> **YOUR OBJECTIVE**: Within the records below, reproduce without change the lines from the line that has "Question. For every instance of the background" through the line that has "Question. For every instance of the woman's shoulder", and only those.

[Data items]
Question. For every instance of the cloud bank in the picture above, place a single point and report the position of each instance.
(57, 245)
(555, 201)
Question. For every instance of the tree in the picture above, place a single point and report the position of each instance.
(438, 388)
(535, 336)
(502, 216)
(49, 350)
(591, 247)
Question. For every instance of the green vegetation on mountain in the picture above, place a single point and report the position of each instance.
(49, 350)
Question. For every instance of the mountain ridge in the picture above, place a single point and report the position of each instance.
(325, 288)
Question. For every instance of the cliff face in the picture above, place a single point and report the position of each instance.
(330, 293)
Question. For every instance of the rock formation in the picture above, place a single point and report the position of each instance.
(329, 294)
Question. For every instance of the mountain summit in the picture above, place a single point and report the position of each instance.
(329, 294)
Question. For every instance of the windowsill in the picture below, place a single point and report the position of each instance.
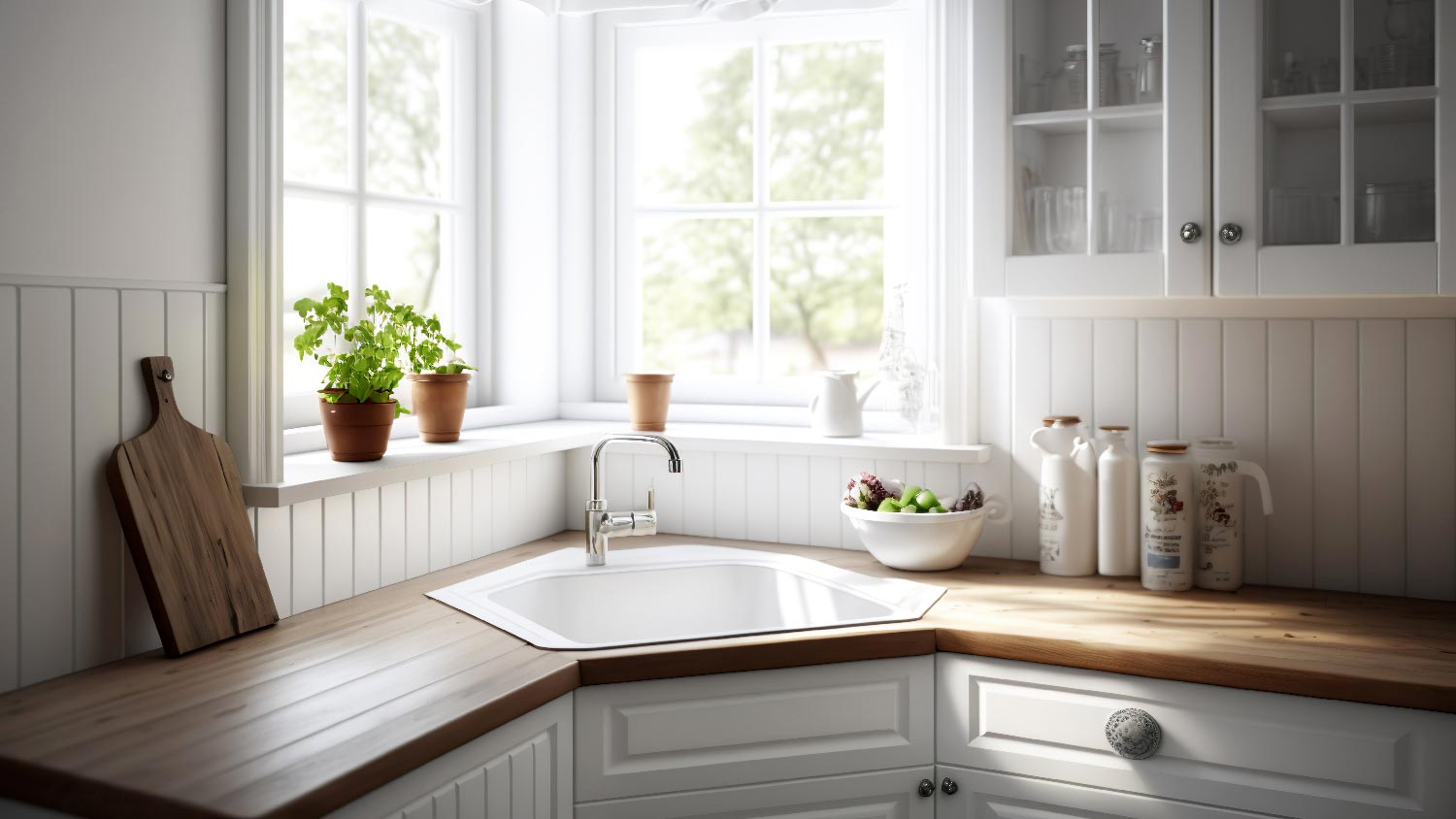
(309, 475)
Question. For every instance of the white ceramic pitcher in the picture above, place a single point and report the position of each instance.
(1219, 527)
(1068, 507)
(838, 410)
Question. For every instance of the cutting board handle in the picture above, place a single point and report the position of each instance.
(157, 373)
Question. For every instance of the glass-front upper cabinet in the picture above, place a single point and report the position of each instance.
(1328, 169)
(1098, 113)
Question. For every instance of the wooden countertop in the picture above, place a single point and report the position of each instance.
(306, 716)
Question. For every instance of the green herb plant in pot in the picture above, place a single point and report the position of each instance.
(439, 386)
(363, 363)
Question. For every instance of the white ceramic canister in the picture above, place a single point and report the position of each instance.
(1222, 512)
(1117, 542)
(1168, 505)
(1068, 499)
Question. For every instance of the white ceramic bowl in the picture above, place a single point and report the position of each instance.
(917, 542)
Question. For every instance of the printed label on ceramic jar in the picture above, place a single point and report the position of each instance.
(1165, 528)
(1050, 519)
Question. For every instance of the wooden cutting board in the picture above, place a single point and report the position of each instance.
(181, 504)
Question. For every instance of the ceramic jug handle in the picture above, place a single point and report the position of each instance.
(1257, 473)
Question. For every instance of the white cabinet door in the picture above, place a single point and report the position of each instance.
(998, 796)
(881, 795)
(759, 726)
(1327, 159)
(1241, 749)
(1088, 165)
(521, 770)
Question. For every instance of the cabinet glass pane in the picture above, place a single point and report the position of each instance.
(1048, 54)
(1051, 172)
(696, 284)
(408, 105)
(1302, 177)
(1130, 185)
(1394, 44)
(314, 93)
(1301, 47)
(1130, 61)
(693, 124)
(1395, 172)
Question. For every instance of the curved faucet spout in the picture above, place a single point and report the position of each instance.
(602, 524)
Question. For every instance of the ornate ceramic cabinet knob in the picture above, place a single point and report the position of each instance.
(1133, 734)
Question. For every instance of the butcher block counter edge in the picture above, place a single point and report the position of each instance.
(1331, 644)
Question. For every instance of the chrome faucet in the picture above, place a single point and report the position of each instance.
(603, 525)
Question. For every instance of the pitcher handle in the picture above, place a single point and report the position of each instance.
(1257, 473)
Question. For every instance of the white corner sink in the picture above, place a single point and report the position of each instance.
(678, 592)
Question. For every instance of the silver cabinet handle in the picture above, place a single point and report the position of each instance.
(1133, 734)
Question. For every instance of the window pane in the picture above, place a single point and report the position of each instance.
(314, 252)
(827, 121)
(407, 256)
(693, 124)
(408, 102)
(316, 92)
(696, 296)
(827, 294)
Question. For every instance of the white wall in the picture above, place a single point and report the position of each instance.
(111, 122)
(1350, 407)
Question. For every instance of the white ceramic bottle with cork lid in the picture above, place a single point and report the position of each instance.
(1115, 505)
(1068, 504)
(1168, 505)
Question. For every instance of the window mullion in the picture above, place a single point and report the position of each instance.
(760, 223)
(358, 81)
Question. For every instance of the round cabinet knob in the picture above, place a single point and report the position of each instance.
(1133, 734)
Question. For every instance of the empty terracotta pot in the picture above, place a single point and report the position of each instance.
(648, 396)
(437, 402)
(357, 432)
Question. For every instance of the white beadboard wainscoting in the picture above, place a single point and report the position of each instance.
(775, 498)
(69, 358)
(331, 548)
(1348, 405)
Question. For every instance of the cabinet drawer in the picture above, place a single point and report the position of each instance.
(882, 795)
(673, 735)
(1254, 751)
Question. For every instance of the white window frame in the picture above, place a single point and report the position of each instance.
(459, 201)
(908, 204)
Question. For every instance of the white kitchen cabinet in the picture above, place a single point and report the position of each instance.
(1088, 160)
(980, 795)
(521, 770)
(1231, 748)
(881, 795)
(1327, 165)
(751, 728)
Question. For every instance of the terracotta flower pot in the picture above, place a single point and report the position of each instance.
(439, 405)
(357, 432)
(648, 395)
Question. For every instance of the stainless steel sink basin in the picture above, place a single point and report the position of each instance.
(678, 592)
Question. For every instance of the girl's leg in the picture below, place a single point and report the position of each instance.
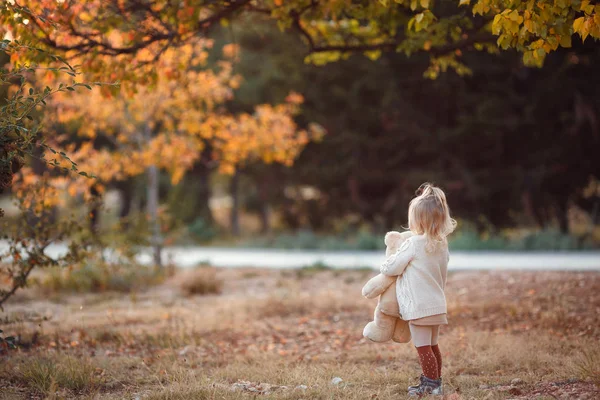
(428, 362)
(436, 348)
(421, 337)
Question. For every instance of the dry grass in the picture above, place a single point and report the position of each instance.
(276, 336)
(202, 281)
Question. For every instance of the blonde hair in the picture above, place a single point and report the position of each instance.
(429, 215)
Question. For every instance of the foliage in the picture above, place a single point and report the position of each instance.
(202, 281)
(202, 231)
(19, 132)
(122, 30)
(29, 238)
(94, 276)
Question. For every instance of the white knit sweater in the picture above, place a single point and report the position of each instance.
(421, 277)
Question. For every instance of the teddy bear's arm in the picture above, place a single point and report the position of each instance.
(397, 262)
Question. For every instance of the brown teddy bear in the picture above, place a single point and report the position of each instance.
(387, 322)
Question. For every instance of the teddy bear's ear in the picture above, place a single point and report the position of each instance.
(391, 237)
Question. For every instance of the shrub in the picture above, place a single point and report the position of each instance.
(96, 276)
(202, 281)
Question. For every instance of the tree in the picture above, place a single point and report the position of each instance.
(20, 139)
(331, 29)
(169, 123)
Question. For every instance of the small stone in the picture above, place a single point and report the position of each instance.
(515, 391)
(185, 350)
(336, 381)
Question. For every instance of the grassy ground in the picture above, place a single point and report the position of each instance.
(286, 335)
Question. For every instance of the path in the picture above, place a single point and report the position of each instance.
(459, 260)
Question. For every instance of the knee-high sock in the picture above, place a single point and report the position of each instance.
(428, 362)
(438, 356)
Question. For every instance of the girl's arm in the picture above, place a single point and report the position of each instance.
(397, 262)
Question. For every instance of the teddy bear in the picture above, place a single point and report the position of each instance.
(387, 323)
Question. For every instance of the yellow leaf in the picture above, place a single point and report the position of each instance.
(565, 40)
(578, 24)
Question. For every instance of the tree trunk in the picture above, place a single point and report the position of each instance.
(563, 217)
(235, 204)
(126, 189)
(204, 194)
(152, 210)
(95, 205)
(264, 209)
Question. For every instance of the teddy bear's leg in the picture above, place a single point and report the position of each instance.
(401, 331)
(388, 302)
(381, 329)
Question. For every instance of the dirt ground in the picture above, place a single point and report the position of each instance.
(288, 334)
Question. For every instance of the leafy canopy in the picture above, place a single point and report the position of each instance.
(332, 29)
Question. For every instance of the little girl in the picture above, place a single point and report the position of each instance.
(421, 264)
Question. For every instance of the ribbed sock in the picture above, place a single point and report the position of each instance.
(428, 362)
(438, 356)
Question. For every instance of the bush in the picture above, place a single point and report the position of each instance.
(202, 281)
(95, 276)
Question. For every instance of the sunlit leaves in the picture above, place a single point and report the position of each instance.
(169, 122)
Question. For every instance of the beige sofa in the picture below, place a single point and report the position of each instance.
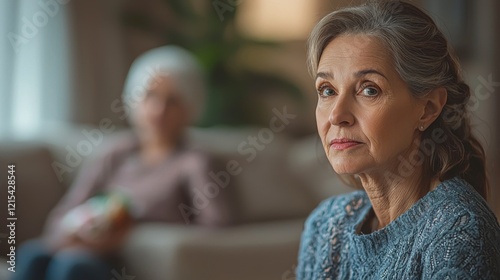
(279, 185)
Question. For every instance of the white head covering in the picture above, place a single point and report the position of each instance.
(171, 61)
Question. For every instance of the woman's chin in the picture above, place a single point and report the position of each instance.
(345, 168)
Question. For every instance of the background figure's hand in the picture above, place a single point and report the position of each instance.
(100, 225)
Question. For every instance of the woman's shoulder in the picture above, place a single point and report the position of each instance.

--

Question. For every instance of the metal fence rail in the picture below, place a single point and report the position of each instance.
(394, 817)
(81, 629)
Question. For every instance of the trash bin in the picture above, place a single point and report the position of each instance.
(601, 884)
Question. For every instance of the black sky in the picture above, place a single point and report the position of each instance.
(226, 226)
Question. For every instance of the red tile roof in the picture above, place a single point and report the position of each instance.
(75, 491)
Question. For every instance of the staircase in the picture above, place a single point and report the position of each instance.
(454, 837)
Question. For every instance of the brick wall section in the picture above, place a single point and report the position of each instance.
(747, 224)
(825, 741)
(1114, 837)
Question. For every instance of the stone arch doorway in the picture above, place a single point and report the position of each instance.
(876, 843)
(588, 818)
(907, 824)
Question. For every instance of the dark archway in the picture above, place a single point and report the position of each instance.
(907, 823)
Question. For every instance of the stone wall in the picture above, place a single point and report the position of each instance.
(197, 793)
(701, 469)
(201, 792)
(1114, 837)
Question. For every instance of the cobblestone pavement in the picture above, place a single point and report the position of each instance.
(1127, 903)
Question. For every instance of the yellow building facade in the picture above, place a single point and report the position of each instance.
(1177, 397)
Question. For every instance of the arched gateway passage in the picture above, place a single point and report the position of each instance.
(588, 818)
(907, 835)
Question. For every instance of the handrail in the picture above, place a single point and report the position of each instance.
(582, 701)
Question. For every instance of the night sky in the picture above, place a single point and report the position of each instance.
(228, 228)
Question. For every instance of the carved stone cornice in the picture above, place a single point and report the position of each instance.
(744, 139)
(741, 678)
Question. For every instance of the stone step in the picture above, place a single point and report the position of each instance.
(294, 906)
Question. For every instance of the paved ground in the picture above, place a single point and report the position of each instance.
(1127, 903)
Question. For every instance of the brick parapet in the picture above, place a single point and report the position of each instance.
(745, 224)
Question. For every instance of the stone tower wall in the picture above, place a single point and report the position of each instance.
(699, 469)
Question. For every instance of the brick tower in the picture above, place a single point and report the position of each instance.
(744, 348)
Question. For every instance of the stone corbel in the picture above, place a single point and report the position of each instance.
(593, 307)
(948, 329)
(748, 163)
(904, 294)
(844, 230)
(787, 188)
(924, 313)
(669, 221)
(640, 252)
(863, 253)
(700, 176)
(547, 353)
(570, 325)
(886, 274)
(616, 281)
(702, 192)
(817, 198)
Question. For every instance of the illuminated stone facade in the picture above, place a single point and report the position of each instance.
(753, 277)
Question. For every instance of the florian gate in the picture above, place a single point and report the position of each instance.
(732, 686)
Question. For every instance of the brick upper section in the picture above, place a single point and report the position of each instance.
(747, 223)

> **EXERCISE SOLUTION**:
Question. For every instance of the background figure's hand in the picture above, place a single point and report the position of each instance.
(100, 225)
Question. For every instance of the woman's shoulder in the picture above, place a single point and report the position of each instance.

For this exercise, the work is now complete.